• [SASARAN TUGAS 1]: Baris catatan mana saja yang memuat kata "black"? Saring catatan di bawah dan salin setiap baris itu, dengan membedakan huruf besar dan kecil.
··· TEKS WAWANCARA
Yang saya soroti, kontribusi tambahan itu seharusnya tidak digunakan begitu saja, mesti masuk Anggaran Pendapatan dan Belanja Daerah dulu. Kita juga harus melihat syarat diskresi. Pertama, ada aturan. Lalu ada situasi yang memungkinkan hal yang tidak sesuai dengan aturan itu. Contoh sederhana, pengendara berhenti di lampu merah. Tapi, karena lalu lintas macet, polisi bisa mengeluarkan diskresi, boleh jalan meski lampu merah. Jadi jangan langsung bilang diskresi tidak bisa dipidanakan. Lihat situasinya apa. Bagi saya, harus situasi force majeure atau overmacht (keadaan memaksa). Kalau tidak, ya, jalankan kebijakan menurut aturan.

Apakah sewaktu Gubernur DKI menggunakan diskresi untuk kontribusi tambahan 15 persen bagi pengembang reklamasi termasuk dalam dua situasi itu?

Saya tidak melihat itu. Jadi kenapa mesti ada diskresi mengenai kompensasi yang tidak masuk APBD?

Meskipun dia tidak menikmati keuntungan?

Kan, menguntungkan orang lain.

Jadi, dia bisa terjerat?

Ha-ha-ha... pertanyaannya memancing. Kita lihat saja perkembangannya.

Pada awal masa kepemimpinan Anda, akhir Maret lalu, KPK membuat gebrakan dengan menangkap anggota DPRD DKI Jakarta, Muhammad Sanusi, terkait dengan suap dalam kasus reklamasi. Kenapa sekarang seperti mengendur?

Saya pribadi ingin kasus ini berlanjut. Bahkan beberapa hari lalu saya menanyakan ke penyidik: mengapa aliran dana ke Teman Ahok tidak cepat diperiksa? Apakah setelah ditelusuri ada hubungan dengan pihak tertentu? Tapi memang belum dan saya meyakinkan mudah-mudahan enggak berhenti hanya di Sanusi. Di kasus-kasus lama, saat mau menyentuh orang-orang di atas, hubungannya selalu terputus.

Benarkah ada tekanan Istana untuk tidak menyentuh Sugianto Kusuma (Aguan)?

Agus menjawab, tapi tidak untuk dikutip.

Anda pernah mengatakan KPK sedang menelusuri informasi aliran dana Rp 30 miliar ke Teman Ahok. Bagaimana perkembangannya?

Saya minta staf saya menelusuri.

Dalam kasus reklamasi, KPK sudah mencekal anggota staf Gubernur Basuki, Sunny Tanuwidjaja. Sejauh mana sebenarnya keterlibatannya?

Apa jabatan Sunny Tanuwidjaja di pemerintah DKI? Staf khusus? Apa ada surat penetapan dia menjabat? Tidak ada. Kalau bukan pejabat DKI, kan repot. Maka saya pelajari. Terus terang sekarang saya belum bisa bicara banyak.

Bagaimana tanggapan KPK soal kontribusi tambahan?
······
··· CATATAN TERSEDIA
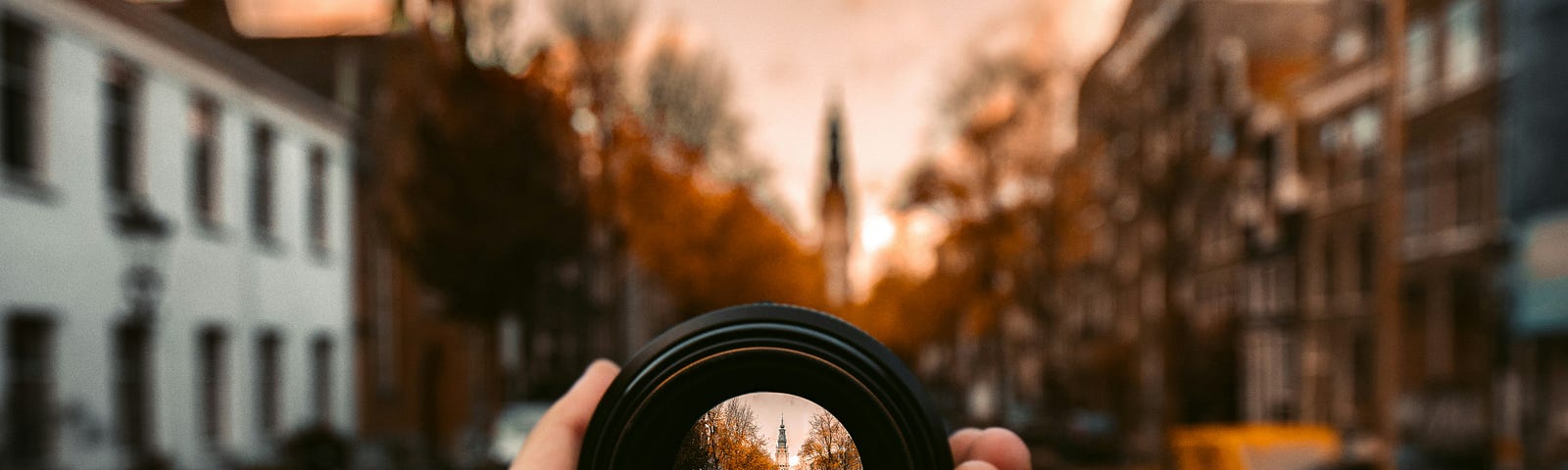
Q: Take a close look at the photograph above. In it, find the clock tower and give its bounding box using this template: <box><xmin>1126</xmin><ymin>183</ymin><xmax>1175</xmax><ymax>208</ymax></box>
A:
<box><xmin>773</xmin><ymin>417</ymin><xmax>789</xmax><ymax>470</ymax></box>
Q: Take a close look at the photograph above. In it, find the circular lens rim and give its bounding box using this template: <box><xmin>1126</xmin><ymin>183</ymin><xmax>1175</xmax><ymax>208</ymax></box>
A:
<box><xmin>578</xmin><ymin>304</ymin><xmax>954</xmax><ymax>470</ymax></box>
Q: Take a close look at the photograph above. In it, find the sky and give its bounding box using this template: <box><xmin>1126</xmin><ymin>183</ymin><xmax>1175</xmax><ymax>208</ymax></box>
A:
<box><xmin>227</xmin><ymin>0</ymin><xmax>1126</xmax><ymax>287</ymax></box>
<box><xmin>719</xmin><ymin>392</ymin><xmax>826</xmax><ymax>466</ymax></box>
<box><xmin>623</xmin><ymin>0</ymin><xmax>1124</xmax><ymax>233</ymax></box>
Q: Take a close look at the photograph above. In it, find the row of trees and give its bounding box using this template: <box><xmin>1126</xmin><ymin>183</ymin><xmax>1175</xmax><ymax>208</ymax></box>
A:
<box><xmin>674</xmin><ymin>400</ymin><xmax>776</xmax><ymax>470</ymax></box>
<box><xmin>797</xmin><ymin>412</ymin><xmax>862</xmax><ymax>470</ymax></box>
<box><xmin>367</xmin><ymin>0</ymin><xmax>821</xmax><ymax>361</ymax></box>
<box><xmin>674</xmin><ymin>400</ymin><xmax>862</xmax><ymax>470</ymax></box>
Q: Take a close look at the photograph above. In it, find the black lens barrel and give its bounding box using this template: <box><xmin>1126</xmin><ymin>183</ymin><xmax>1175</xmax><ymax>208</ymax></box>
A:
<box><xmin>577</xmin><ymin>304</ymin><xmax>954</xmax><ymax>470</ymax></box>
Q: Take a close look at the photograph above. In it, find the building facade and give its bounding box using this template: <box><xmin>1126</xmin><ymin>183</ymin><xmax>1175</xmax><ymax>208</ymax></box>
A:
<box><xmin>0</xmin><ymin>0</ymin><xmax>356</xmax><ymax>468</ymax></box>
······
··· CATATAN TERSEDIA
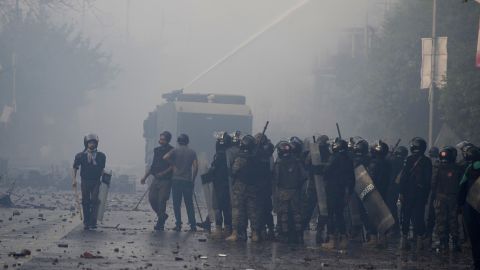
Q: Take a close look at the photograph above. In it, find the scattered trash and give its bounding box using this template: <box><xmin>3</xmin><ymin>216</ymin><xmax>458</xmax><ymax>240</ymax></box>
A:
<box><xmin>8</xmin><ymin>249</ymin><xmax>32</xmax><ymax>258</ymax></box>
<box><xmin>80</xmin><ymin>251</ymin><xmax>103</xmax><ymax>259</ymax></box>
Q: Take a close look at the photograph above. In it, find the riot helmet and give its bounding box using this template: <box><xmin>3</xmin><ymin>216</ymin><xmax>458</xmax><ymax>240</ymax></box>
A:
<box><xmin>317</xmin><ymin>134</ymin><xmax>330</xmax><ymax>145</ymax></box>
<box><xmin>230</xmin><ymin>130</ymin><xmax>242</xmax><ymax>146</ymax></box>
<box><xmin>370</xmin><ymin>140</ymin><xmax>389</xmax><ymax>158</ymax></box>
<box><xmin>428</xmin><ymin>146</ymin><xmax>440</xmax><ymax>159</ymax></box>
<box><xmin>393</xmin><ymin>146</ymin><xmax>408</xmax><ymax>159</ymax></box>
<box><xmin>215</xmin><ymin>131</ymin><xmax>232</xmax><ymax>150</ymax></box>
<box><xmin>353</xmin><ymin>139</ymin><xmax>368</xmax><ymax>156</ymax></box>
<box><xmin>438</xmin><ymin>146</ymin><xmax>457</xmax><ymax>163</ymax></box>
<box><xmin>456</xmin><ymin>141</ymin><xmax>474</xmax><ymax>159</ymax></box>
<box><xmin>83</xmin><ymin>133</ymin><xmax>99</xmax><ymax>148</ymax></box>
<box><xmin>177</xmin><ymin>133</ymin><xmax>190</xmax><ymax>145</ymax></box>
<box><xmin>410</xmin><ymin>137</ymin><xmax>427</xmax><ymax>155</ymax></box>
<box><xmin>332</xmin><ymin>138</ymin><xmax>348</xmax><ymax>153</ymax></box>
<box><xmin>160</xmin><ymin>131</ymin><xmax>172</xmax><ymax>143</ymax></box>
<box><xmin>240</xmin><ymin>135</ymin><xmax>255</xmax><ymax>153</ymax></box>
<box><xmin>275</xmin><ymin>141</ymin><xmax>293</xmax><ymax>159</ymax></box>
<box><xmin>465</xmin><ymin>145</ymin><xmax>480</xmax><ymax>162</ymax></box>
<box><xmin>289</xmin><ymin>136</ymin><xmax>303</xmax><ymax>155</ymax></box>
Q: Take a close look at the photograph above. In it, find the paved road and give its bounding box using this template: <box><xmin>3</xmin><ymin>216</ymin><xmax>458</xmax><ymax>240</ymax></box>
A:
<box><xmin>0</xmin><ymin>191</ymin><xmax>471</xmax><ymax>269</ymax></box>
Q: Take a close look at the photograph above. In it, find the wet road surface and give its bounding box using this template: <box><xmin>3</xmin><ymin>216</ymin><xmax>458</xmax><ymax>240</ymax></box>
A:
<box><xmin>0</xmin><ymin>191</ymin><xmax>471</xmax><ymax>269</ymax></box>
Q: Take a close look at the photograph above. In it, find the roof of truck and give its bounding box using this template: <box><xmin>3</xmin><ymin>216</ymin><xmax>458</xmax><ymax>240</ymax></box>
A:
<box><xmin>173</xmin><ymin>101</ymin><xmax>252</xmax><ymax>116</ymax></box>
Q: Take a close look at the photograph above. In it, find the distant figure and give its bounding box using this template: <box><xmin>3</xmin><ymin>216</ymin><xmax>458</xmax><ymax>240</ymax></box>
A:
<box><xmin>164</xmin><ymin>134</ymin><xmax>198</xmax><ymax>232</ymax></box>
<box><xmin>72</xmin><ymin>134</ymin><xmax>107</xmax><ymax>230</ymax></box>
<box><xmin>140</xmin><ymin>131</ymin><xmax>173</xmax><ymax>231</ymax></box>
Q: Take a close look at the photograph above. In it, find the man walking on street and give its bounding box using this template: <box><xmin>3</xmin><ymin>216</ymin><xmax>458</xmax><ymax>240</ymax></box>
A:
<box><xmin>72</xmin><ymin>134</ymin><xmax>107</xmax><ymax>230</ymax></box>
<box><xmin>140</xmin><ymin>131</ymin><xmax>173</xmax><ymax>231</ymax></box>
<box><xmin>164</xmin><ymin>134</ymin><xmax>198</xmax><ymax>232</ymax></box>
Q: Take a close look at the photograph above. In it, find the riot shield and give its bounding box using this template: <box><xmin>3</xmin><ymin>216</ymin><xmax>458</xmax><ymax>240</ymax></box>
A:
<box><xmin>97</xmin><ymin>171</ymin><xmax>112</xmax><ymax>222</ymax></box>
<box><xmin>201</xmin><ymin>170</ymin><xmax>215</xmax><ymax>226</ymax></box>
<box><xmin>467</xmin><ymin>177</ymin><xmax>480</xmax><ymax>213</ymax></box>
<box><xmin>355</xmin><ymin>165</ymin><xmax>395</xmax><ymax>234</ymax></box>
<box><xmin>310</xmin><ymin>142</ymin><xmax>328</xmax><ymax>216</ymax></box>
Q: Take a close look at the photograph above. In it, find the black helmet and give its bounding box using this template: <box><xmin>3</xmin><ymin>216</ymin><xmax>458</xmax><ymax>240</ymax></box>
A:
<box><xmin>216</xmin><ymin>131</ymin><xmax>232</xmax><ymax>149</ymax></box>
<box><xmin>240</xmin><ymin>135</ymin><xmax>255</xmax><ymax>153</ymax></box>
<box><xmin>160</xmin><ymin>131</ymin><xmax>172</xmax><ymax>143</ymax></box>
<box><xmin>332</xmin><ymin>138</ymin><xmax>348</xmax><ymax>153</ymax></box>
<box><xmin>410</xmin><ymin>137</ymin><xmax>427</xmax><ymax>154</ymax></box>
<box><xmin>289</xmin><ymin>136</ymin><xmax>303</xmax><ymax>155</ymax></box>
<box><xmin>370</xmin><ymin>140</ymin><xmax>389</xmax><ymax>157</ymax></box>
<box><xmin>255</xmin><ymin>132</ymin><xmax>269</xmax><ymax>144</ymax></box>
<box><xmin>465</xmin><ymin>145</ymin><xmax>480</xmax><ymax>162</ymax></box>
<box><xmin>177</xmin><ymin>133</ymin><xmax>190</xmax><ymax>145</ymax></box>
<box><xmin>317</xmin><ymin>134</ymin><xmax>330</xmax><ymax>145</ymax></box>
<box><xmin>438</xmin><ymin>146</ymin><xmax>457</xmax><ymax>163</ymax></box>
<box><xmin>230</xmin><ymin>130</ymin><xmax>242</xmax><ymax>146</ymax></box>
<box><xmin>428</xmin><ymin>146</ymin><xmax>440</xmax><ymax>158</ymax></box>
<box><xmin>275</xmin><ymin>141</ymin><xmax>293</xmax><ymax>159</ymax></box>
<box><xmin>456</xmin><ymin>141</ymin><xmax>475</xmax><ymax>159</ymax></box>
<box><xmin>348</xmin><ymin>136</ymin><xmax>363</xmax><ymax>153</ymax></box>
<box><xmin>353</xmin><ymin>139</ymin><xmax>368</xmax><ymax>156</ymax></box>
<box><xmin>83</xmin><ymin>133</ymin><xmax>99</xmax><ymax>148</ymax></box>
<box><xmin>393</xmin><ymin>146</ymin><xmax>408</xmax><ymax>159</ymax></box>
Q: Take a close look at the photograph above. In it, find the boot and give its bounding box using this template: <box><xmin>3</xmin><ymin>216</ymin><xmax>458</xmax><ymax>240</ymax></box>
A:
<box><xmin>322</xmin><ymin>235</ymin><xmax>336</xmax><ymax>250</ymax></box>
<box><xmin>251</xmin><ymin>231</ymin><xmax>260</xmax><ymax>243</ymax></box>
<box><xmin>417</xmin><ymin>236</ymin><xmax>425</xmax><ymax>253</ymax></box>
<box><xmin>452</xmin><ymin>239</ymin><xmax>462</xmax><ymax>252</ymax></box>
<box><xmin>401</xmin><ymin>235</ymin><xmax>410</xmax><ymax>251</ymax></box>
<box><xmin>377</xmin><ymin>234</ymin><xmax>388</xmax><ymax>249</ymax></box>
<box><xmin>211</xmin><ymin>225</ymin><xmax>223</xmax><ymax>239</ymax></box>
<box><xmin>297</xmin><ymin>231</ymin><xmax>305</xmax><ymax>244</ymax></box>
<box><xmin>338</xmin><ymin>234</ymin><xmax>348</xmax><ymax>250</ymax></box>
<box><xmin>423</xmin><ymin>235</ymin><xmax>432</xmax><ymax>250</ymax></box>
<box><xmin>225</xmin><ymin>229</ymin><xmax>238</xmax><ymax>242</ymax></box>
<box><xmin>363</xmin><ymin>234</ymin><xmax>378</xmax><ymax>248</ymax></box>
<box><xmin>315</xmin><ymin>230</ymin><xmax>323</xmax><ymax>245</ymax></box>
······
··· CATATAN TERSEDIA
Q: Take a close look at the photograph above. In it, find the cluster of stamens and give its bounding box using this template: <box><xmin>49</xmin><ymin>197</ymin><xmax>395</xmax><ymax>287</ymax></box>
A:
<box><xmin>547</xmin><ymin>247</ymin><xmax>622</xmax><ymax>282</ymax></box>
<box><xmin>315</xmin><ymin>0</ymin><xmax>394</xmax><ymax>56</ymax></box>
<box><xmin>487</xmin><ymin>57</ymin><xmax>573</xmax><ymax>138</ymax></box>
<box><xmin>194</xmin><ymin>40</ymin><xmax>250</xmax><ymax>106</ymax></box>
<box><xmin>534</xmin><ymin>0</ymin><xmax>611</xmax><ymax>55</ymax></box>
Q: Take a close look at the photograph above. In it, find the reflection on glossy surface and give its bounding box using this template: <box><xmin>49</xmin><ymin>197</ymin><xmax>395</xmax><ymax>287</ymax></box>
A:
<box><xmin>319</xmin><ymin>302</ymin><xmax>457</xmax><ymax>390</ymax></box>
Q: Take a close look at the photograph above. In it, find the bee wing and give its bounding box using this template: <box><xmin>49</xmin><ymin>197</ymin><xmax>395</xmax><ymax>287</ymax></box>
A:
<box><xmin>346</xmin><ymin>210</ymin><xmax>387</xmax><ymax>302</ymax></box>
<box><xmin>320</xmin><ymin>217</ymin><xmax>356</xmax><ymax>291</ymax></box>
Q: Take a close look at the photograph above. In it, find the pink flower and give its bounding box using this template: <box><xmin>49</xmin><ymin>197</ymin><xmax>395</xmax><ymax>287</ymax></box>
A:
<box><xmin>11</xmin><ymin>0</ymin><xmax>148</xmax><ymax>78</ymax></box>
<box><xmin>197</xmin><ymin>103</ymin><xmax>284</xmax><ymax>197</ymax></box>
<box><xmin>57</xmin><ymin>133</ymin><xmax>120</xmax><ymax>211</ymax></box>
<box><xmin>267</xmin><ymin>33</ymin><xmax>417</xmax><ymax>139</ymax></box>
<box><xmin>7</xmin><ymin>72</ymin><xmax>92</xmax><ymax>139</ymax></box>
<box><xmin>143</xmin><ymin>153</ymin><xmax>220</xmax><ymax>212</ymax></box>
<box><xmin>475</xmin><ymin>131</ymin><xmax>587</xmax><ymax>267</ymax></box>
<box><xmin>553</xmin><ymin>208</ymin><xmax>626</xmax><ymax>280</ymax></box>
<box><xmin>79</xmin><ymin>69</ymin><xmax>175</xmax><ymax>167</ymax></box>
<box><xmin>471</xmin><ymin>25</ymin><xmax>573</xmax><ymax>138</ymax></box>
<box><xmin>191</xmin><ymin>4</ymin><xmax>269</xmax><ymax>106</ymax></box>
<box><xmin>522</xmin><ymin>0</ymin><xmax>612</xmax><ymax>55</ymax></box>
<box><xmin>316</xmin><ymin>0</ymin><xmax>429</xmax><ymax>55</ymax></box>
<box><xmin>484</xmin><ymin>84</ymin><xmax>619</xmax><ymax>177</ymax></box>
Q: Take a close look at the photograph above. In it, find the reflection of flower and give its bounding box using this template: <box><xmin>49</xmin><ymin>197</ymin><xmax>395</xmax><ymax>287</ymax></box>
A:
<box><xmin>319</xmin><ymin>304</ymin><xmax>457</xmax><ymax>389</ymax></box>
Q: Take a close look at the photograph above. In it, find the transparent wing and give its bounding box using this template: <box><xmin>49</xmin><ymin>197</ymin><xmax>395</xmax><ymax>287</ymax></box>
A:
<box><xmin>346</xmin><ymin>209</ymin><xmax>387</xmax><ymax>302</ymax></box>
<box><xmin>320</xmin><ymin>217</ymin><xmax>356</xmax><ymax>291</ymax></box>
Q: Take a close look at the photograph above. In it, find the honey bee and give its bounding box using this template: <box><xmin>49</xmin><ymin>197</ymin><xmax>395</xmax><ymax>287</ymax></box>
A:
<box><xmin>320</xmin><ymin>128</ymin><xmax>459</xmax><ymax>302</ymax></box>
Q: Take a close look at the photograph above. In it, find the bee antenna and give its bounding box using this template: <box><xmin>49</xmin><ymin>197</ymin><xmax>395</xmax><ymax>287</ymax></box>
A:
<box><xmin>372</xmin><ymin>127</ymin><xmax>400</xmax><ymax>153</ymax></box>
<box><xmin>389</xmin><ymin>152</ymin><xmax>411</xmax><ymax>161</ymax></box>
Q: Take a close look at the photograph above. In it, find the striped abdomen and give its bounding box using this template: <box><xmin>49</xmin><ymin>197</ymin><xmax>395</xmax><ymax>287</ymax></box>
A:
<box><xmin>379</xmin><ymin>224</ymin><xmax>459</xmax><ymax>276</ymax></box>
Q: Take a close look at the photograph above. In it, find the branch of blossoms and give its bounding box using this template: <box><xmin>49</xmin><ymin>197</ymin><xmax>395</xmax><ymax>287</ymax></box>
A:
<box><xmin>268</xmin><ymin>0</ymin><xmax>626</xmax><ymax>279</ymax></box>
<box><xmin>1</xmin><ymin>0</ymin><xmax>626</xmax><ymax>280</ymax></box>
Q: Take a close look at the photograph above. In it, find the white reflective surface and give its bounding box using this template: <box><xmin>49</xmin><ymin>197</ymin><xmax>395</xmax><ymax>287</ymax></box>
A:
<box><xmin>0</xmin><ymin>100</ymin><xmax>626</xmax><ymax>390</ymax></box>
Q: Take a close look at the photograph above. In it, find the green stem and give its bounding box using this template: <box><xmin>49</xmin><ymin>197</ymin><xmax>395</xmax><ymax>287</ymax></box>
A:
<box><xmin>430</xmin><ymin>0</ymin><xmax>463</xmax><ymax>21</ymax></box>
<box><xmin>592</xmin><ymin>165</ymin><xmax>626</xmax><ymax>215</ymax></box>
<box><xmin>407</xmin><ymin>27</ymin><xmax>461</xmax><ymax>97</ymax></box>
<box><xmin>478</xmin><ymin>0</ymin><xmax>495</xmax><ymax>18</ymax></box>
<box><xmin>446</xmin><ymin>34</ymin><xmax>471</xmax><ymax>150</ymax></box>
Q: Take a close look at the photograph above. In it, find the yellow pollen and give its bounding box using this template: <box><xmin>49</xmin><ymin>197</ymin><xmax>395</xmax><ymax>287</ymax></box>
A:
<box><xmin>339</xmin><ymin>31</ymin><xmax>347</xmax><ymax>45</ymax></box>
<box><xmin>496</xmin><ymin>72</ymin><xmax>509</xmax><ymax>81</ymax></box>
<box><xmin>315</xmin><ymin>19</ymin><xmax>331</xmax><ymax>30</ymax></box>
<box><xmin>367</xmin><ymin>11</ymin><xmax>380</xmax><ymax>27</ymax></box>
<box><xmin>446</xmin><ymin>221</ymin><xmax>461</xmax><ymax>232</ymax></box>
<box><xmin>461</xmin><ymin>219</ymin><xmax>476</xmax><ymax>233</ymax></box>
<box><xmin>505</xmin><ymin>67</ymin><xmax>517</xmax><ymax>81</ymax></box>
······
• [SASARAN TUGAS 2]: Bagaimana isi wawancara tentang kasus reklamasi di atas jika diringkas dalam dua kalimat?

• [JAWABAN BENAR 1]:
Q: Take a close look at the photograph above. In it, find the black lens barrel and give its bounding box using this template: <box><xmin>1126</xmin><ymin>183</ymin><xmax>1175</xmax><ymax>208</ymax></box>
Q: Take a close look at the photograph above. In it, find the black helmet and give its bounding box using this template: <box><xmin>3</xmin><ymin>216</ymin><xmax>458</xmax><ymax>240</ymax></box>

• [JAWABAN BENAR 2]: Narasumber menilai kontribusi tambahan seharusnya masuk APBD dulu dan diskresi hanya layak dalam keadaan memaksa, lalu menyatakan tidak melihat situasi itu pada diskresi Gubernur DKI soal kontribusi tambahan 15 persen bagi pengembang reklamasi. Narasumber juga ingin kasus suap reklamasi tidak berhenti pada Muhammad Sanusi, meminta stafnya menelusuri aliran dana Rp 30 miliar ke Teman Ahok, dan belum bisa bicara banyak soal Sunny Tanuwidjaja.